> [INSTRUCTION]: Please turn every line of the items below into a numbered list, skipping any blank lines. Leave the picture out of the list.

-- Begin DATA SHOWN --

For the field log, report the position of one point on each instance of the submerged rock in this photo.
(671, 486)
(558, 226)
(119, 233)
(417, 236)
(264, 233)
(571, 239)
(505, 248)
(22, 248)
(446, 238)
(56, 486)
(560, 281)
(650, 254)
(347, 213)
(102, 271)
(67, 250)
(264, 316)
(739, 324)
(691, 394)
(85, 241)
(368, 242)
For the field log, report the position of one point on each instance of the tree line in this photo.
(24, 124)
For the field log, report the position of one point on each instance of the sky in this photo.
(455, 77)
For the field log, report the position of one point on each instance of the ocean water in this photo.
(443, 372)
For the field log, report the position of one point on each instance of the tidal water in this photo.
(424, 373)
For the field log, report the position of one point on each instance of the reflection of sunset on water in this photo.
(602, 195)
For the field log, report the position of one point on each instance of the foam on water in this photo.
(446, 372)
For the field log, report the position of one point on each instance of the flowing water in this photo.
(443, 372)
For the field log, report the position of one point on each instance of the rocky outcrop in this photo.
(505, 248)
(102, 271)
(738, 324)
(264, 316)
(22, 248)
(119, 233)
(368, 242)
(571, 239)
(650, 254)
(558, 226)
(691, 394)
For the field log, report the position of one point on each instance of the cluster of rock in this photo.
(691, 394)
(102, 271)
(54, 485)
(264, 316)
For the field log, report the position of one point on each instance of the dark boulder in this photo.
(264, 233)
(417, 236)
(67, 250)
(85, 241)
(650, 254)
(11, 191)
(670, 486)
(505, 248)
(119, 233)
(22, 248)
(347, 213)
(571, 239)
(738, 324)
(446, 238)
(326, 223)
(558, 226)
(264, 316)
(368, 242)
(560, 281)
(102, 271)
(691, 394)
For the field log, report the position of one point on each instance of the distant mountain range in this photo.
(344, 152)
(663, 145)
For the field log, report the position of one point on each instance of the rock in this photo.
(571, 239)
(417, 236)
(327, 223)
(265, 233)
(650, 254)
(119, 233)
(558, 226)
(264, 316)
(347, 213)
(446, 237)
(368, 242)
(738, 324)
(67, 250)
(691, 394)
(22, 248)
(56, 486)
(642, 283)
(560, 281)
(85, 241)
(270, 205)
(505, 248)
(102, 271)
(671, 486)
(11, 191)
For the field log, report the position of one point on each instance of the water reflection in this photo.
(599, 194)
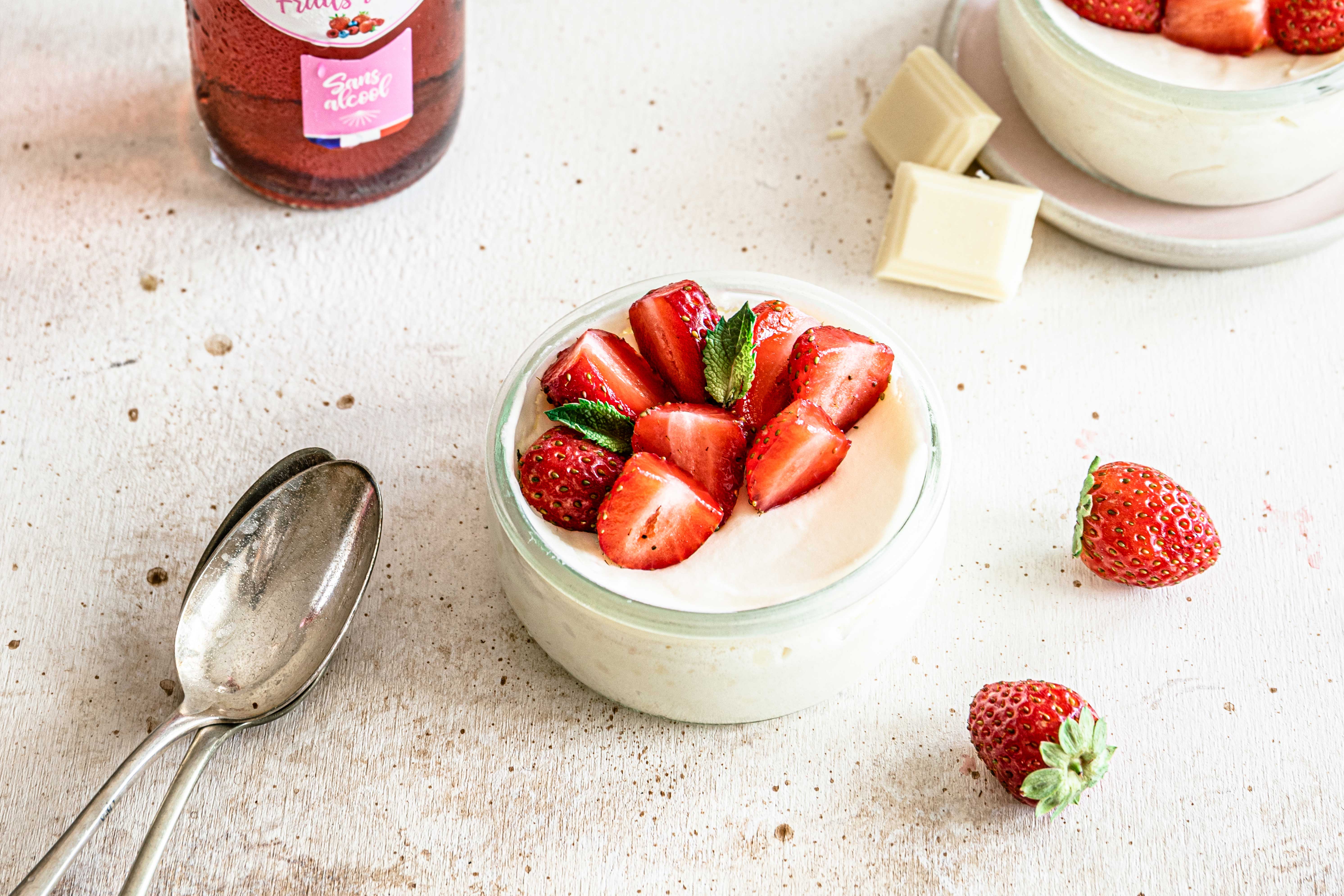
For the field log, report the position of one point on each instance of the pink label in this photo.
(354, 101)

-- End DATA SHOWN --

> [ANSWER FOR THIS EXERCISE]:
1. For the field log, report the position of one point on each instance of the submerged rock in this photo.
2. (671, 486)
3. (558, 226)
4. (119, 233)
5. (417, 236)
6. (264, 233)
7. (571, 239)
8. (505, 248)
9. (22, 248)
10. (446, 238)
11. (56, 486)
12. (560, 281)
13. (650, 254)
14. (347, 213)
15. (102, 271)
16. (67, 250)
17. (264, 316)
18. (739, 324)
19. (691, 394)
20. (85, 241)
21. (368, 242)
22. For the field log, report the position of one point on each instance of the tree line in this photo.
23. (24, 124)
24. For the field log, report the position of one point on each instance of the sky in this photo.
25. (455, 77)
26. For the field log, report the position of one point on each instance of the ocean water in this photo.
27. (443, 372)
28. For the field log, report the position of one point on each instance of the tidal water in this photo.
29. (424, 373)
30. For the field log, report the position of one point on each instance of the reflection of sunset on water in this photo.
31. (602, 195)
32. For the field log, report the position of one point on each instance of the foam on water in this photo.
33. (446, 372)
34. For the field log, report the position of one point on each instance of the flowing water in this photo.
35. (443, 372)
36. For the field log, report the position of one point on each instance of the rocky outcrop in this photo.
37. (505, 248)
38. (102, 271)
39. (738, 324)
40. (264, 316)
41. (22, 248)
42. (119, 233)
43. (368, 242)
44. (571, 239)
45. (650, 254)
46. (558, 226)
47. (691, 394)
48. For the field log, report the position of one point on each instance of the cluster of rock in this photo.
49. (691, 394)
50. (102, 271)
51. (54, 485)
52. (264, 316)
53. For the field log, report the position of one point on each instance of the dark boulder in this photo.
54. (264, 233)
55. (417, 236)
56. (67, 250)
57. (85, 241)
58. (650, 254)
59. (11, 191)
60. (670, 486)
61. (505, 248)
62. (119, 233)
63. (22, 248)
64. (347, 213)
65. (571, 239)
66. (738, 324)
67. (446, 238)
68. (326, 223)
69. (558, 226)
70. (264, 316)
71. (368, 242)
72. (560, 281)
73. (102, 271)
74. (691, 394)
75. For the field log, report the position of one point on each instance of the distant mountain range in this photo.
76. (344, 152)
77. (663, 145)
78. For the field log, report the position of one point on each instance of the rock in this photo.
79. (571, 239)
80. (417, 236)
81. (327, 223)
82. (265, 233)
83. (650, 254)
84. (119, 233)
85. (558, 226)
86. (264, 316)
87. (347, 213)
88. (446, 237)
89. (368, 242)
90. (738, 324)
91. (67, 250)
92. (691, 394)
93. (22, 248)
94. (56, 486)
95. (642, 283)
96. (560, 281)
97. (85, 241)
98. (270, 205)
99. (505, 248)
100. (102, 271)
101. (671, 486)
102. (11, 191)
103. For the field log, report the position of one point on each instance of the water reflection in this photo.
104. (599, 194)
105. For the field log, report the position of one point on each instance of the pink label in this photo.
106. (354, 101)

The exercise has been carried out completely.